Exercise directions -
Each line of the listing must be transcribed exactly, except for the images, which should be excluded.

Data for this task -
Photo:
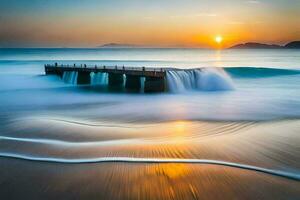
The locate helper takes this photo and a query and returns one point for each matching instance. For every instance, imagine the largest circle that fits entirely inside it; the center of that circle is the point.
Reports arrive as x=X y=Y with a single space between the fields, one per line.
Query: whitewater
x=227 y=120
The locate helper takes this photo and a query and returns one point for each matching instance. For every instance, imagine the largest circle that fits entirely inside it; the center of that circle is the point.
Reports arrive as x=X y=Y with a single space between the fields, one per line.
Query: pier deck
x=134 y=71
x=154 y=78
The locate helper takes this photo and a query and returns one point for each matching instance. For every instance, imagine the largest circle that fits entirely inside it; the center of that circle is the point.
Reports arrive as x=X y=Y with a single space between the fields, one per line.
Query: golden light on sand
x=218 y=39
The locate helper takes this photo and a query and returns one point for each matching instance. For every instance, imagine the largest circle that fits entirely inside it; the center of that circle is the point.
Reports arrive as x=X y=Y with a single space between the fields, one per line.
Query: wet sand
x=269 y=145
x=35 y=180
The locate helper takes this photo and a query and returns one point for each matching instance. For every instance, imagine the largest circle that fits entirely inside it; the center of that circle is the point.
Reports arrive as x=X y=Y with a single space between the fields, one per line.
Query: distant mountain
x=117 y=45
x=293 y=45
x=253 y=45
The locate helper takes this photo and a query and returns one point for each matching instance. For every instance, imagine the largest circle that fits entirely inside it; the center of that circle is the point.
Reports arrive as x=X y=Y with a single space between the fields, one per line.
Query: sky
x=162 y=23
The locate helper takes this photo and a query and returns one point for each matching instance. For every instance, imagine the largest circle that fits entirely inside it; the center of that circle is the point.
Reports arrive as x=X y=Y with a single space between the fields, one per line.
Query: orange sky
x=188 y=23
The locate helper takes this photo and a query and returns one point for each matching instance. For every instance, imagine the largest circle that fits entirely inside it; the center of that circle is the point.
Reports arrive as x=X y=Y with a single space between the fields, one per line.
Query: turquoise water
x=228 y=122
x=264 y=85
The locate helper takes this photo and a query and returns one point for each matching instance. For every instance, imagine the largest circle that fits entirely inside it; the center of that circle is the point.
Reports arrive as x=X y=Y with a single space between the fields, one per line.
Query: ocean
x=229 y=122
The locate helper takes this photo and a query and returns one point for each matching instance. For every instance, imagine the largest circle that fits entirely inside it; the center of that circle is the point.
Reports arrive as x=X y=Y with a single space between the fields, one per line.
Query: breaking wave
x=259 y=72
x=205 y=79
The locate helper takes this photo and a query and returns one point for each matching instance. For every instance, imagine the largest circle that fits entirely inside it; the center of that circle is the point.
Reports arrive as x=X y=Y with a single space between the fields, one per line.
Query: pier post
x=133 y=82
x=154 y=84
x=83 y=78
x=115 y=79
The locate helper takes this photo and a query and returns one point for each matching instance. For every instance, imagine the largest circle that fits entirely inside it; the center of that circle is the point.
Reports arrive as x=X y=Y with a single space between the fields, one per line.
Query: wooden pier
x=155 y=78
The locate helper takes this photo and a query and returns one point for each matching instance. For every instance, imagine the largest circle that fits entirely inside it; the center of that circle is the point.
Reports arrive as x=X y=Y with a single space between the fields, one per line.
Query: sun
x=218 y=39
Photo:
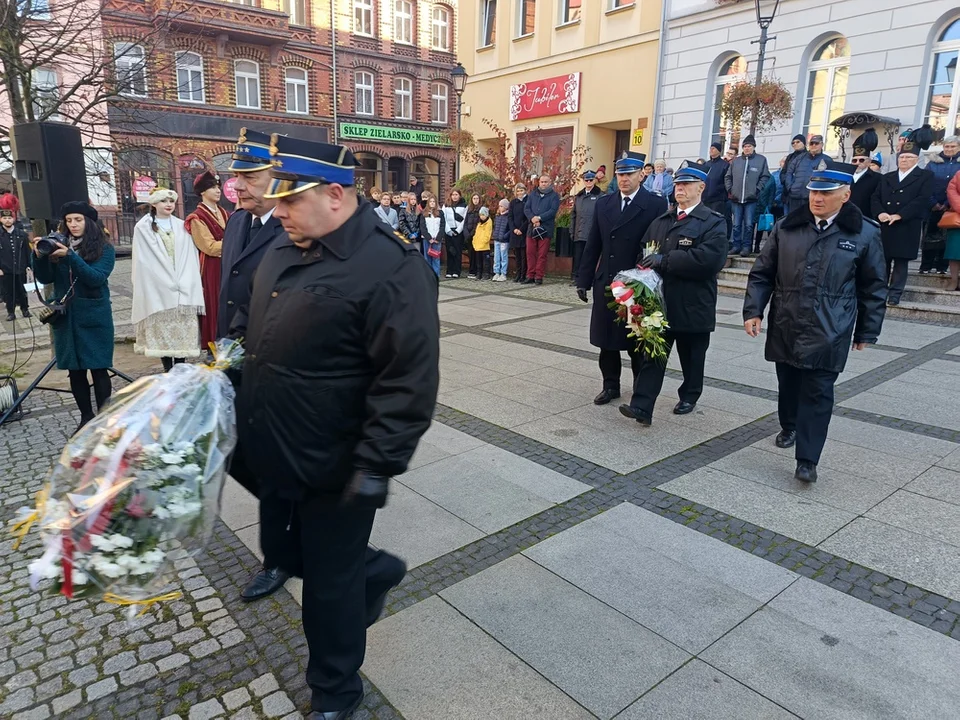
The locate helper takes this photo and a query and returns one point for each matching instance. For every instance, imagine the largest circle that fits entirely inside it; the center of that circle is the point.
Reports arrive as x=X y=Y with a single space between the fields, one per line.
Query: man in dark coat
x=616 y=241
x=901 y=204
x=249 y=232
x=581 y=218
x=339 y=384
x=821 y=270
x=691 y=246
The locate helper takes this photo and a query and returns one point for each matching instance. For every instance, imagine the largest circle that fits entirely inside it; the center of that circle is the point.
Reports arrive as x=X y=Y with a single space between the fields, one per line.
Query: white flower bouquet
x=144 y=477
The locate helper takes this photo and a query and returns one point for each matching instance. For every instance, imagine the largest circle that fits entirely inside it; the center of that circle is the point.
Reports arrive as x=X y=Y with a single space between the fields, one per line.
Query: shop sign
x=378 y=133
x=143 y=185
x=558 y=95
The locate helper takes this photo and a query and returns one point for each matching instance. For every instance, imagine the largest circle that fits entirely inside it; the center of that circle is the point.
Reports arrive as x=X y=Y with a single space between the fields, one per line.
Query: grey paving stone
x=924 y=561
x=794 y=516
x=820 y=653
x=417 y=529
x=598 y=656
x=700 y=692
x=434 y=664
x=683 y=585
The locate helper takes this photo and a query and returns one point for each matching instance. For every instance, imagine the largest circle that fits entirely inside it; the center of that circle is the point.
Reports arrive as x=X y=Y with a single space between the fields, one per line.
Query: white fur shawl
x=158 y=285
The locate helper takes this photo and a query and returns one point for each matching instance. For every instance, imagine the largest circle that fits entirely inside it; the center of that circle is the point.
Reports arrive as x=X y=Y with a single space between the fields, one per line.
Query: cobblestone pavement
x=563 y=563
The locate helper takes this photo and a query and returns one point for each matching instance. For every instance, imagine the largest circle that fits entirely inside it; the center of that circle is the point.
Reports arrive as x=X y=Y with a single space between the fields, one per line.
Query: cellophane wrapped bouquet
x=142 y=479
x=638 y=302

Solution to this task -
Photo:
The locate helper takes this photo and a query and returns one point for each matching instance. For every instance, imagine the largest circle that fits entirely inside it; the center of that circle is the point.
Reports arrive as x=X y=Y with a single space between the fields, one per line.
Query: whitewater
x=227 y=120
The locate helper takes this photo and a query and returns one point for each matching instance. For every instance, imagine the largest circle that fits entirely inside it; the center of that circle is the point.
Reports arrive as x=X y=Y with a single space between the fields, one per line.
Query: pier deck
x=134 y=71
x=154 y=78
The locate helper takes this photo and a query and returns one point for each matching instance. For every instance, imagine the largest circle that fits entirely inside it; the center of that circle is the point.
Reports arrive as x=X y=Y with a single space between the fields, one per line.
Query: golden light on sand
x=218 y=39
The locate helper takes this photo and a query and returns one point for each matching instance. For every instance, imagine the largest circle that fits entirely inside it; the center of that circle is the point.
Reports arrive as x=X y=Y with a single space between the fields, one per line.
Query: wet sand
x=269 y=145
x=35 y=180
The locate helper takes this photo and a query and returns one point for each matching instance. For every instance, imagine the largest circle that fits entirely inside it; the center of that circle is the point.
Reports arrive as x=X y=Y with a single space between the fields, one per line.
Query: distant mountain
x=117 y=45
x=293 y=45
x=253 y=45
The locate helper takes this photo and a query and returns one point for each matching instance. For every instance, imagine the largest circle that fits entirely inside it; the center of that circle is the point.
Reports arrive as x=X y=Y with a single space between the fields, one per line.
Query: sky
x=162 y=23
The locate helper takes this photo and a query and returns one point for each matching instance. For every instance, imagine the largest circle that fits entirely inside it; the center of that circle is the point.
Reports arrive as x=X y=Y with a single space between the fields, one per line.
Query: orange sky
x=188 y=23
The locate helper takes this photo and a query and returns one point for each matching instance. For every instance, imagine the largest circle that fits entirely inside it; the center of that circle is the point.
Reports arrive as x=X y=Y with a single space between the fields, one per line.
Query: turquoise water
x=228 y=122
x=264 y=85
The locate helper takes this photo and a query and returns one point for each matching instance. For every instance, imagine the largest circle that fits entirely inside it; the center of that circle is the point.
Reports arrive as x=X y=Y with a single space between the fields, one per line.
Query: ocean
x=229 y=122
The locate helper takes this photo and a query and returns one point for each matching instance. For every instance, imagine the largest circle that fits entirely inside it; the center of that circle is the point.
Reports arrive as x=X y=Y with a single space between the fields, one per line.
Query: breaking wave
x=259 y=72
x=205 y=79
The locate helper takes this photo and a query and returns one point for each matching instance. For every instance, imagine the largest circle that fits entirely inside it; the center of that circle is the point.
Reports arrive as x=X y=Y with a single space between the fields, one per line.
Query: pier post
x=133 y=82
x=154 y=84
x=83 y=78
x=115 y=79
The locate helper takes this photo and a query and returns one point for each matching instance. For every instance, imagine the largest circle that fits entirely inside it; the center of that circle is the point.
Reports arrive as x=X y=Y with a single space between the fields, one per line.
Query: wooden pier
x=155 y=78
The locate helper takes this photo and a query and returns one point for each matching instance. For every instance, imagine the largest circle that fits entirely inside it; the center of that circle is the point.
Reports arrive as x=X y=Y with a single space between the fields, one per line.
Query: sun
x=218 y=39
Photo:
The locate helper takes this photo and a query and returns one point for each matching instance. For every instance, imagine the largest circle that fits entirely inside it; the center of that circle is the point.
Reports arrive as x=X y=Y with a single space between the fields, one per line.
Query: man in dark coat
x=616 y=241
x=901 y=204
x=249 y=232
x=581 y=218
x=339 y=384
x=821 y=270
x=691 y=246
The locate helper takes this photo and a query and returns one point for each matching instance. For every instance, imagine the largest circle that fits entirely inside it; the center of that circle is the point.
Reports arrive as x=X y=Y with a single space between the fields, one per line.
Query: white flower bouquet
x=144 y=477
The locate helper takes this photo and a query and returns one point for each matching instance. For every instance, imagine the largest circle that fits entirely inside it; the center of that circle is the point.
Reports arrive as x=X y=Y with a single space between the fields, one per line.
Query: shop sign
x=378 y=133
x=143 y=185
x=558 y=95
The locate helper takes this photo and a query and returns one point for each matching instance. For every instance, imagine the largest circle that fits entirely inside it; the center of that circle is the point.
Reports arrive as x=X y=Y with a single space between the fields, one per line.
Query: grey paving stone
x=924 y=561
x=794 y=516
x=820 y=653
x=417 y=529
x=598 y=656
x=700 y=692
x=434 y=664
x=683 y=585
The locate helper takes this photo and a query and returns one point for each matching instance. For every instance, imagine the largest circle that fits entirely inside it; the center of that circle is the point.
Reports arrive as x=X y=Y with a single space between the fields, one per line.
Query: white fur shawl
x=158 y=285
The locate helper takes this photo and a query and returns one point for each matching instance. For every instance, imagine the largest circle that fits entirely inside it; the center of that circle is the point.
Reports arrive as x=X y=Y with a single space between the fields, one per line.
Query: cobblestone pavement
x=563 y=563
The locate helper takes this photo and a query and returns one point for each matching instance. For every instance, imagine the largest circle that fits entirely inside it; the center of that circle is the point.
Reports arrive as x=X y=Y with a single space between the fields, one per line.
Query: cellophane wrapped bouquet
x=142 y=479
x=638 y=302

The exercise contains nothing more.